==== Extracted information ====

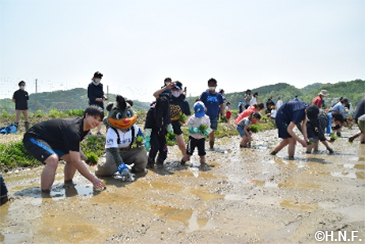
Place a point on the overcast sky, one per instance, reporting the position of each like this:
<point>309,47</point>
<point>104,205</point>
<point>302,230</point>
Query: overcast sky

====

• _What the task requires_
The line containing "<point>309,47</point>" and every line after it, through the last one above, should be written out word for word.

• _Answer section_
<point>309,47</point>
<point>104,205</point>
<point>302,230</point>
Query: overcast sky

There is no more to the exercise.